PROBLEM -> Format the rows below as a Markdown table with the columns Number and Line, beginning at the first row and ending at the line that contains "206 255 L 206". Skip blank lines, and leave the pictures out of the table.

## start ENTRIES

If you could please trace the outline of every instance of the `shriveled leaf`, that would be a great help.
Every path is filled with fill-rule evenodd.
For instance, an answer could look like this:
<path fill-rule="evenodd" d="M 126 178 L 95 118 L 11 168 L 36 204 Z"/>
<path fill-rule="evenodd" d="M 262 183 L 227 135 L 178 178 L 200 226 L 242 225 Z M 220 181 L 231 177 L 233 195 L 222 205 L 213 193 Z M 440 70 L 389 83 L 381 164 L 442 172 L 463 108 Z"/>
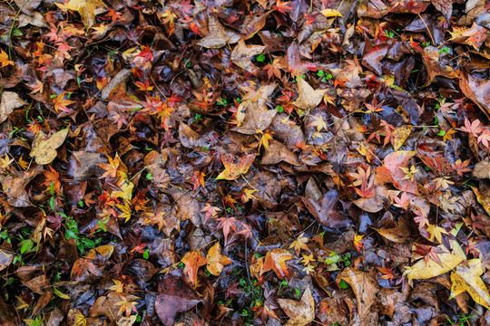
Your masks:
<path fill-rule="evenodd" d="M 0 100 L 0 123 L 7 120 L 7 117 L 15 109 L 27 105 L 16 92 L 3 91 Z"/>
<path fill-rule="evenodd" d="M 221 160 L 225 169 L 216 177 L 216 180 L 234 180 L 240 176 L 246 174 L 254 159 L 254 154 L 249 154 L 240 158 L 236 158 L 233 155 L 229 153 L 222 155 Z"/>
<path fill-rule="evenodd" d="M 70 0 L 66 8 L 80 14 L 82 21 L 87 27 L 95 24 L 95 16 L 108 10 L 107 5 L 102 0 Z"/>
<path fill-rule="evenodd" d="M 206 255 L 206 259 L 208 261 L 208 271 L 215 276 L 219 276 L 221 273 L 223 267 L 232 263 L 227 255 L 221 254 L 221 246 L 220 245 L 220 243 L 216 243 L 216 244 L 211 247 Z"/>
<path fill-rule="evenodd" d="M 378 292 L 377 282 L 368 273 L 353 267 L 348 267 L 340 273 L 337 276 L 337 282 L 339 283 L 340 280 L 347 282 L 354 290 L 359 317 L 362 319 L 367 316 L 376 302 L 376 295 Z"/>
<path fill-rule="evenodd" d="M 189 280 L 192 285 L 197 286 L 197 273 L 199 267 L 206 264 L 206 257 L 199 250 L 192 250 L 183 256 L 181 262 L 185 264 L 184 273 L 187 273 Z"/>
<path fill-rule="evenodd" d="M 302 78 L 298 78 L 298 99 L 292 102 L 299 109 L 308 110 L 316 108 L 323 99 L 327 90 L 313 90 Z"/>
<path fill-rule="evenodd" d="M 273 270 L 279 279 L 284 280 L 289 274 L 286 262 L 292 258 L 295 258 L 294 254 L 285 249 L 274 249 L 268 252 L 260 274 Z"/>
<path fill-rule="evenodd" d="M 468 266 L 461 264 L 451 273 L 451 298 L 467 292 L 476 303 L 490 309 L 490 294 L 480 277 L 483 274 L 482 262 L 472 259 L 467 264 Z"/>
<path fill-rule="evenodd" d="M 247 45 L 245 41 L 240 40 L 231 53 L 231 61 L 246 71 L 254 72 L 256 68 L 251 62 L 251 58 L 261 53 L 265 48 L 263 45 Z"/>
<path fill-rule="evenodd" d="M 39 131 L 33 142 L 33 149 L 29 155 L 31 158 L 34 158 L 35 163 L 39 165 L 53 162 L 58 154 L 56 149 L 64 142 L 68 131 L 68 129 L 64 129 L 49 138 L 46 138 L 43 131 Z"/>
<path fill-rule="evenodd" d="M 311 295 L 309 285 L 307 286 L 301 301 L 278 299 L 278 302 L 289 320 L 287 326 L 305 326 L 315 319 L 315 300 Z"/>

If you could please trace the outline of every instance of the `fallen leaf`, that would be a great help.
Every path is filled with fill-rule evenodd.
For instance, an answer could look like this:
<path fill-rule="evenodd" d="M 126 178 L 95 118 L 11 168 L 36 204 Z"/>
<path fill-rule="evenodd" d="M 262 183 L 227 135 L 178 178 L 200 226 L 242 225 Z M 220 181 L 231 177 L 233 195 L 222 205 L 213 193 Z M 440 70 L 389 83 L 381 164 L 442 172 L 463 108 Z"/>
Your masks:
<path fill-rule="evenodd" d="M 241 38 L 233 30 L 223 27 L 218 18 L 213 15 L 208 16 L 208 30 L 210 31 L 208 35 L 196 42 L 197 45 L 209 49 L 219 49 L 226 44 L 234 44 Z"/>
<path fill-rule="evenodd" d="M 262 156 L 262 164 L 277 164 L 281 161 L 289 163 L 295 166 L 299 166 L 299 161 L 286 146 L 281 142 L 271 139 L 269 149 Z"/>
<path fill-rule="evenodd" d="M 315 319 L 315 300 L 309 285 L 307 286 L 300 302 L 289 299 L 278 299 L 280 308 L 289 320 L 286 326 L 305 326 Z"/>
<path fill-rule="evenodd" d="M 482 262 L 479 259 L 472 259 L 467 263 L 467 267 L 461 264 L 456 268 L 456 272 L 451 273 L 450 299 L 467 292 L 476 303 L 490 309 L 490 294 L 480 278 L 483 274 Z"/>
<path fill-rule="evenodd" d="M 384 165 L 376 170 L 376 182 L 392 183 L 398 190 L 416 194 L 416 182 L 411 178 L 406 178 L 405 172 L 400 168 L 408 167 L 408 162 L 416 154 L 416 151 L 398 150 L 385 157 Z"/>
<path fill-rule="evenodd" d="M 208 254 L 206 255 L 208 261 L 208 271 L 215 275 L 219 276 L 221 273 L 224 266 L 232 264 L 231 260 L 225 254 L 221 254 L 221 246 L 220 243 L 216 243 L 211 247 Z"/>
<path fill-rule="evenodd" d="M 316 108 L 323 99 L 327 90 L 313 90 L 302 78 L 298 78 L 298 99 L 292 102 L 299 109 L 308 110 Z"/>
<path fill-rule="evenodd" d="M 245 41 L 240 40 L 231 53 L 231 61 L 239 67 L 253 72 L 257 70 L 251 58 L 261 53 L 266 47 L 264 45 L 247 45 Z"/>
<path fill-rule="evenodd" d="M 265 130 L 278 112 L 268 110 L 267 101 L 274 91 L 276 84 L 261 85 L 257 91 L 246 94 L 237 110 L 237 127 L 234 129 L 242 134 L 253 135 L 257 130 Z"/>
<path fill-rule="evenodd" d="M 295 258 L 294 254 L 285 249 L 274 249 L 268 252 L 260 270 L 260 275 L 273 270 L 279 279 L 284 280 L 289 274 L 286 262 L 292 258 Z"/>
<path fill-rule="evenodd" d="M 342 14 L 340 14 L 340 12 L 338 10 L 336 10 L 336 9 L 323 9 L 322 11 L 320 11 L 321 14 L 323 14 L 324 16 L 326 16 L 327 18 L 331 18 L 331 17 L 343 17 Z"/>
<path fill-rule="evenodd" d="M 255 159 L 255 154 L 249 154 L 237 158 L 230 153 L 221 155 L 221 161 L 225 169 L 216 177 L 216 180 L 234 180 L 247 173 Z"/>
<path fill-rule="evenodd" d="M 307 197 L 301 197 L 301 200 L 309 212 L 326 226 L 339 228 L 352 224 L 348 216 L 336 209 L 338 203 L 338 191 L 336 189 L 328 190 L 319 201 Z"/>
<path fill-rule="evenodd" d="M 358 312 L 362 320 L 370 312 L 371 306 L 376 302 L 376 295 L 379 291 L 377 282 L 368 273 L 353 267 L 348 267 L 340 273 L 337 276 L 337 283 L 340 280 L 344 280 L 352 287 L 358 302 Z"/>
<path fill-rule="evenodd" d="M 436 248 L 442 252 L 441 254 L 437 254 L 441 264 L 432 259 L 428 260 L 426 263 L 424 259 L 420 259 L 411 267 L 405 266 L 404 275 L 407 276 L 408 282 L 411 282 L 412 280 L 426 280 L 442 275 L 443 273 L 452 271 L 461 262 L 465 261 L 466 258 L 457 242 L 450 240 L 449 243 L 451 244 L 451 252 L 449 252 L 444 244 L 436 246 Z"/>
<path fill-rule="evenodd" d="M 87 28 L 95 24 L 97 14 L 108 10 L 107 5 L 102 0 L 70 0 L 66 5 L 66 9 L 78 12 Z"/>
<path fill-rule="evenodd" d="M 0 100 L 0 123 L 6 120 L 8 115 L 15 109 L 27 105 L 16 92 L 3 91 Z"/>
<path fill-rule="evenodd" d="M 197 273 L 199 267 L 206 264 L 206 257 L 199 250 L 192 250 L 183 256 L 181 263 L 185 264 L 184 273 L 187 273 L 192 285 L 197 286 Z"/>
<path fill-rule="evenodd" d="M 0 271 L 7 268 L 14 261 L 14 254 L 0 249 Z"/>
<path fill-rule="evenodd" d="M 165 326 L 173 326 L 177 313 L 187 312 L 202 300 L 178 275 L 167 275 L 158 284 L 155 311 Z"/>
<path fill-rule="evenodd" d="M 35 163 L 39 165 L 45 165 L 53 162 L 58 154 L 56 149 L 63 145 L 66 136 L 68 136 L 68 128 L 64 129 L 48 139 L 46 139 L 46 136 L 43 131 L 39 131 L 33 141 L 33 149 L 29 155 L 31 158 L 34 158 Z"/>
<path fill-rule="evenodd" d="M 412 126 L 405 125 L 395 129 L 393 131 L 393 149 L 395 151 L 400 149 L 405 140 L 410 136 L 412 128 Z"/>

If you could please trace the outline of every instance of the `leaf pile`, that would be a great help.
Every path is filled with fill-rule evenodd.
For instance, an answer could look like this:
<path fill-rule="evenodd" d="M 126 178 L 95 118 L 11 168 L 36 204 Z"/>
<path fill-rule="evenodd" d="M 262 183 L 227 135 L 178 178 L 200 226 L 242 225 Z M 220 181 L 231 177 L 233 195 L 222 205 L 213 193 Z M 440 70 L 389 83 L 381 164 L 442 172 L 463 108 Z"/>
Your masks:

## end ENTRIES

RESPONSE TO THIS EXERCISE ->
| Number | Line |
|---|---|
| 1 | If you could please trace the outline of every instance of the `shriveled leaf`, that would be a great help. |
| 2 | Every path is filled with fill-rule evenodd. |
| 3 | For instance, an answer could look like this: |
| 4 | <path fill-rule="evenodd" d="M 126 178 L 95 118 L 11 168 L 36 204 Z"/> |
| 5 | <path fill-rule="evenodd" d="M 262 183 L 227 135 L 178 178 L 200 226 L 242 225 Z M 220 181 L 231 177 L 233 195 L 222 205 L 213 193 Z M 440 70 L 389 83 L 381 164 L 442 172 L 463 108 Z"/> |
| 6 | Your masks: |
| 7 | <path fill-rule="evenodd" d="M 0 100 L 0 123 L 7 120 L 7 117 L 15 109 L 27 105 L 16 92 L 3 91 Z"/> |
| 8 | <path fill-rule="evenodd" d="M 221 160 L 225 169 L 216 177 L 216 180 L 234 180 L 240 176 L 246 174 L 254 159 L 254 154 L 249 154 L 240 158 L 236 158 L 233 155 L 229 153 L 222 155 Z"/> |
| 9 | <path fill-rule="evenodd" d="M 70 0 L 66 8 L 80 14 L 82 21 L 87 27 L 95 24 L 95 16 L 108 10 L 107 5 L 102 0 Z"/> |
| 10 | <path fill-rule="evenodd" d="M 206 255 L 206 259 L 208 261 L 208 271 L 215 276 L 219 276 L 221 273 L 223 267 L 232 263 L 227 255 L 221 254 L 221 246 L 220 245 L 220 243 L 216 243 L 216 244 L 211 247 Z"/> |